TASKS TO COMPLETE
1. Using the wine questions page, explain why the author says the answer to how long wine improves and then stays at its plateau is tricky.
2. Please reproduce the wine questions page from "This is a very" up to and including "can be called?".

PASSAGE SHOWN
○ ○ ○

Many of my answers here are necessarily brief; either because the subject matter has been covered before in greater depth, or because the subject deserves more attention, in which case expect to see a more detailed article on it soon. But, for now, I leave you with 5 more frequently asked wine questions, asked and answered.
Why do some wines get better with age while others turn to vinegar?
Well, wines only turn to vinegar when they are fermented by acetic acid bacteria known as mycoderma aceti. Many wines have a bit of acetic acid in them, usually below the threshold of detection but not always.
What usually happens to wines as they age poorly is that they cook. This is not the fault of the wine, but rather the results of poor storage, say in a cupboard somewhere or a fancy rack in your kitchen. Sound familiar? OK, it may not be your fault, since a lot of wine retailers have equally crappy, if not crappier, storage but you get the idea.
That doesn’t explain why some wines get better with age. In general, that’s due to the wine’s structure: acid, tannins, and sugar, as well as the quality of fruit in the wine.
It’s a result of many factors, such as the grape variety (some age well, others not so much), the terroir (some regions make more structured, and therefore more ageworthy, wines) and, of course, the winemaker. Some winemakers aim for an easy-to-drink, lush style of wine that may not improve in the bottle, while others may want a brutally tannic young wine that can last, and evolve for ages.
How long does wine last?
This is a very interesting question and one that deserves a more in-depth answer. The question is interesting not because of what it asks, but rather what it implies. Wine will last until the seal is broken and the wine is consumed or evaporates, but I assume that the question really is: How long does wine improve and then remain at that "plateau or maturity," as it can be called?
The answer is tricky, since virtually each wine has its own maturation curve, but the short answer is that most wine is ready to drink when it’s released, and may improve for a year or three.

○ ○ ○

SOURCE DATA
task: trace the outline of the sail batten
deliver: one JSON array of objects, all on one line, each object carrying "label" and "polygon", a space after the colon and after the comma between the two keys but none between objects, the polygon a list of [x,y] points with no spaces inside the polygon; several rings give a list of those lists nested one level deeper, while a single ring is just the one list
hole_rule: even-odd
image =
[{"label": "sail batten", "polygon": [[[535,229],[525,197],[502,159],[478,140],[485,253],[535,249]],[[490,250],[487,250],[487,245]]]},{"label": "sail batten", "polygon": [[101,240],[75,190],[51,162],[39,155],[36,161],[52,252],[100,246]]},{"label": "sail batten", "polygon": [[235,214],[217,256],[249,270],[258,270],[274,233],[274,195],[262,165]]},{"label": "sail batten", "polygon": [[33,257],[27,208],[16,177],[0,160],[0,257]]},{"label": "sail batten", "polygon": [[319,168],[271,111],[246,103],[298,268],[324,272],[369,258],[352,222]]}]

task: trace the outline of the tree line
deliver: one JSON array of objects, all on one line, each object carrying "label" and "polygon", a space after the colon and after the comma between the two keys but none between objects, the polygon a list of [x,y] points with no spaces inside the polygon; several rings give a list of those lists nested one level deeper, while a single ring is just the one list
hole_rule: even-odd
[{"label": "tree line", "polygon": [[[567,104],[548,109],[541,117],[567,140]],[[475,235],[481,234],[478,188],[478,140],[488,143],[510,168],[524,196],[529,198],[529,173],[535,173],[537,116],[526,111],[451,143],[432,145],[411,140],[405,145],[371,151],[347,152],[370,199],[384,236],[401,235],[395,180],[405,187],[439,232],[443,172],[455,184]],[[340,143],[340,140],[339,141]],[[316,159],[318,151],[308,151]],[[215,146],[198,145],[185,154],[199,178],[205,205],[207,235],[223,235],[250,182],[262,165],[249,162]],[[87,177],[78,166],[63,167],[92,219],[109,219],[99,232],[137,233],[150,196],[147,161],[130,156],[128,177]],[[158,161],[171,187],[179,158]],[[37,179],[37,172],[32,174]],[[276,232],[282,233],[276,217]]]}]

○ ○ ○

PER-TASK OUTPUTS
1. The answer is tricky because virtually each wine has its own maturation curve. In short, most wine is ready to drink when released and may improve for a year or three.

2.
This is a very interesting question and one that deserves a more in-depth answer. The question is interesting not because of what it asks, but rather what it implies. Wine will last until the seal is broken and the wine is consumed or evaporates, but I assume that the question really is: How long does wine improve and then remain at that "plateau or maturity," as it can be called?